▶ Source passage
# # # #

Date: Wed, 19 Dec 2007 09:44:50 -0800 (PST)
From: Linus Torvalds <torvalds@linux-foundation.org>
To: Krzysztof Oledzki <olel@ans.pl>
cc: Andrew Morton <akpm@linux-foundation.org>,
       Linux Kernel Mailing List <linux-kernel@vger.kernel.org>,
       Nick Piggin <nickpiggin@yahoo.com.au>,
       Peter Zijlstra <peterz@infradead.org>,
       Thomas Osterried <osterried@jesse.de>, protasnb@gmail.com,
       bugme-daemon@bugzilla.kernel.org, Thomas Osterried <osterried@jesse.de>
Subject: Re: [Bug 9182] Critical memory leak (dirty pages)
In-Reply-To: <Pine.LNX.4.64.0712161440030.25065@bizon.gios.gov.pl>
Message-ID: <alpine.LFD.0.9999.0712190903350.21557@woody.linux-foundation.org>
References: <20071215221935.306A5108068@picon.linux-foundation.org> <Pine.LNX.4.64.0712152358240.14491@bizon.gios.gov.pl> <20071215203539.d6f71e96.akpm@linux-foundation.org> <Pine.LNX.4.64.0712161016290.25065@bizon.gios.gov.pl> <20071216015112.d0ab08a1.akpm@linux-foundation.org>
 <Pine.LNX.4.64.0712161440030.25065@bizon.gios.gov.pl>
MIME-Version: 1.0
Content-Type: TEXT/PLAIN; charset=US-ASCII
Sender: linux-kernel-owner@vger.kernel.org
Content-Length: 5812
Lines: 140


On Sun, 16 Dec 2007, Krzysztof Oledzki wrote:
> 
> I'll confirm this tomorrow but it seems that even switching to data=ordered
> (AFAIK default o ext3) is indeed enough to cure this problem.

# # # #

▶ Problem 1
Answer these questions from the email about Bug 9182, giving each answer on its own line with the matching letter.
(a) Who sent the email?
(b) What is the email's subject line?
(c) According to the quoted lines, what switch did Krzysztof Oledzki say seemed to be enough to cure the problem?
▶ Problem 2
From the email about Bug 9182, extract the passage that begins at the words "From: Linus Torvalds" and ends after the words "leak (dirty pages)", copying it exactly.
▶ Problem 3
Continue the email about Bug 9182 from the point where it stops.

# # # #

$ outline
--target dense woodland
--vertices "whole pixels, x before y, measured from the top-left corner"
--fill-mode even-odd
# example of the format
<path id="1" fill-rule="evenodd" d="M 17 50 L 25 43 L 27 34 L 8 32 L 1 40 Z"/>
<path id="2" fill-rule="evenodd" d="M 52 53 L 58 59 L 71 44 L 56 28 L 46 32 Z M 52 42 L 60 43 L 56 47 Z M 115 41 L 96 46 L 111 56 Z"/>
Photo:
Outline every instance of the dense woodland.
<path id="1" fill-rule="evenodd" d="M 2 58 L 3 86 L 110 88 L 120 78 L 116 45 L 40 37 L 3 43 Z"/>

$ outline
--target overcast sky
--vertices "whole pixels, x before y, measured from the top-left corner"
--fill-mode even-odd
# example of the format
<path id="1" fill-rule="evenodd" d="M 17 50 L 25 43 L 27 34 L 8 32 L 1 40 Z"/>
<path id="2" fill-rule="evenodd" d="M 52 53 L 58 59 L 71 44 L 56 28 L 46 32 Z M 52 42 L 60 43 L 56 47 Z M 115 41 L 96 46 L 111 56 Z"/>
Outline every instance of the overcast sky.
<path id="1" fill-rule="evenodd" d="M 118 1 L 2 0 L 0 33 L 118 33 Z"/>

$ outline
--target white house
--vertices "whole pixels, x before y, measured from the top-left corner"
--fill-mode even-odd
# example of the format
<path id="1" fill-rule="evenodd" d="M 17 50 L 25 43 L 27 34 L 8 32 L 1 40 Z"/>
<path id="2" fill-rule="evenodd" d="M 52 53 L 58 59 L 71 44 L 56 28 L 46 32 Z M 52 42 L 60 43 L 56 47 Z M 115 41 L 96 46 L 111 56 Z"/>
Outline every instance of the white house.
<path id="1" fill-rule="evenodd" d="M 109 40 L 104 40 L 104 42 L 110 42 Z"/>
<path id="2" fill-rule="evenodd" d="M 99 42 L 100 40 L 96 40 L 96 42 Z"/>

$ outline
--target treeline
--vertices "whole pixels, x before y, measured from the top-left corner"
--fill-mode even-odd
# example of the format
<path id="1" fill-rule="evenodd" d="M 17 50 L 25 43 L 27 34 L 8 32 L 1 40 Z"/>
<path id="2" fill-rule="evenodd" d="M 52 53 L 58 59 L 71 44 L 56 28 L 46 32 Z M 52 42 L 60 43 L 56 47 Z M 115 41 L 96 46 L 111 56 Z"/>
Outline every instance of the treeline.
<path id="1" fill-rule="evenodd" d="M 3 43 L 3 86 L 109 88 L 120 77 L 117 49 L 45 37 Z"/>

# # # #

▶ Written response 1
(a) Linus Torvalds
(b) Re: [Bug 9182] Critical memory leak (dirty pages)
(c) Switching to data=ordered

▶ Written response 2
From: Linus Torvalds <torvalds@linux-foundation.org>
To: Krzysztof Oledzki <olel@ans.pl>
cc: Andrew Morton <akpm@linux-foundation.org>,
       Linux Kernel Mailing List <linux-kernel@vger.kernel.org>,
       Nick Piggin <nickpiggin@yahoo.com.au>,
       Peter Zijlstra <peterz@infradead.org>,
       Thomas Osterried <osterried@jesse.de>, protasnb@gmail.com,
       bugme-daemon@bugzilla.kernel.org, Thomas Osterried <osterried@jesse.de>
Subject: Re: [Bug 9182] Critical memory leak (dirty pages)

▶ Written response 3
Ok, do we actually have any ext3 expert following this? I have no idea 
about what the journalling code does, but I have painful memories of ext3 
doing really odd buffer-head-based IO and totally bypassing all the normal 
page dirty logic.

Judging by the symptoms (sorry for not following this well, it came up 
while I was mostly away travelling), something probably *does* clear the 
dirty bit on the pages, but the dirty *accounting* is not done properly, 
so the kernel keeps thinking it has dirty pages.

Now, a simple "grep" shows that ext3 does not actually do any 
ClearPageDirty() or similar on its own, although maybe I missed some other 
subtle way this can happen. And the *normal* VFS routines that do 
ClearPageDirty should all be doing the proper accounting.

So I see a couple of possible cases:

 - actually clearing the PG_dirty bit somehow, without doing the 
   accounting.

   This looks very unlikely. PG_dirty is always cleared by some variant of 
   "*ClearPageDirty()", and that bit definition isn't used for anything 
   else in the whole kernel judging by "grep" (the page allocator tests 
   the bit, that's it).

   And there aren't that many hits for ClearPageDirty, and they all seem 
   to do the proper "dec_zone_page_state(page, NR_FILE_DIRTY);" etc if the 
   mapping has dirty state accounting.

   The exceptions seem to be:
    - the page freeing path, but that path checks that "mapping" is NULL 
      (so no accounting), and would complain loudly if it wasn't
    - the swap state stuff ("move_from_swap_cache()"), but that should 
      only ever trigger for swap cache pages (we have a BUG_ON() in that 
      path), and those don't do dirty accounting anyway.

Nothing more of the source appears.